**Exercise materials:**

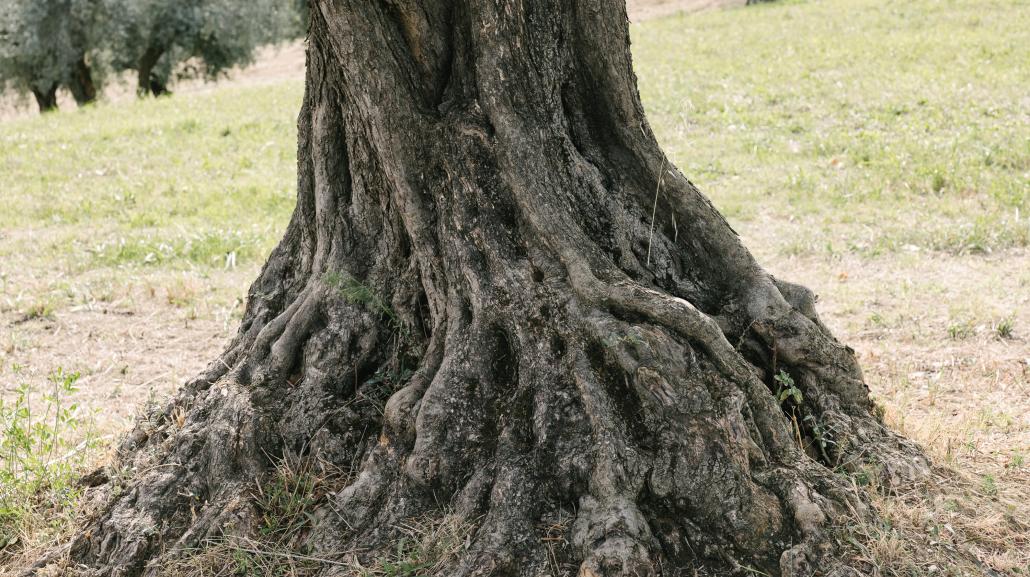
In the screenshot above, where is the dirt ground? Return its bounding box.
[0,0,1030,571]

==

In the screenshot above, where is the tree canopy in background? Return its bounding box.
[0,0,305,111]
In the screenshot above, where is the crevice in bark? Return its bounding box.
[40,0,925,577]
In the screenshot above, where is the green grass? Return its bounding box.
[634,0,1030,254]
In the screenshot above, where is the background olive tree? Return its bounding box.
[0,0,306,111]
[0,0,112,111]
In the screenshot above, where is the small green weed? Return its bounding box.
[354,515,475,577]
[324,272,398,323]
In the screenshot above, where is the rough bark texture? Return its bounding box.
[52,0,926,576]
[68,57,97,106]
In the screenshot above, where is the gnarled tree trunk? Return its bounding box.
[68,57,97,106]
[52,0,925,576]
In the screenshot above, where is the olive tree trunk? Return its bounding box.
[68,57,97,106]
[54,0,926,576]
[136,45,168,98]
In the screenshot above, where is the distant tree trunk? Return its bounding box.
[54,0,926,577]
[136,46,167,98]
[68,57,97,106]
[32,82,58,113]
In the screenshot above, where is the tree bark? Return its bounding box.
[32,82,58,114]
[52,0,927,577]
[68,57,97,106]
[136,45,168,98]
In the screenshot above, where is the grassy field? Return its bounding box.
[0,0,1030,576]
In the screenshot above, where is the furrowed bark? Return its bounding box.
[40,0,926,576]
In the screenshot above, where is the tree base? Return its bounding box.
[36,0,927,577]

**Work to complete:**
Give back, unchanged, everything in the listing above from the line containing "In the screenshot above, where is the background" down to the line containing "[36,0,927,577]", including both of those lines, and nothing else.

**Task solution:**
In the screenshot above, where is the background olive tree? Return its bounding box.
[0,0,306,111]
[0,0,112,111]
In the screenshot above, where is the small green weed? Return its bounding box.
[354,515,475,577]
[324,272,398,323]
In the screenshot above, where is the rough bark texture? Return its bounding box.
[52,0,926,576]
[68,57,97,106]
In the screenshot above, where is the gnarled tree trunk? Return its bounding box.
[68,57,97,106]
[52,0,925,576]
In the screenshot above, where is the olive tree trunk? Return its bounding box.
[68,57,97,106]
[54,0,926,576]
[136,45,168,98]
In the screenshot above, where is the distant tree trunk? Return its bounding box.
[54,0,926,577]
[136,46,167,98]
[68,57,97,106]
[32,82,58,113]
In the screenshot above, where is the tree bark? Return its bounding box.
[32,82,58,114]
[52,0,927,577]
[68,57,97,106]
[136,45,168,98]
In the screenshot above, where is the grassy field? Return its bounding box.
[0,0,1030,576]
In the screenshot above, where is the furrowed bark? Return its bounding box.
[40,0,926,576]
In the screenshot above, where is the tree base? Return its bounding box.
[36,0,927,577]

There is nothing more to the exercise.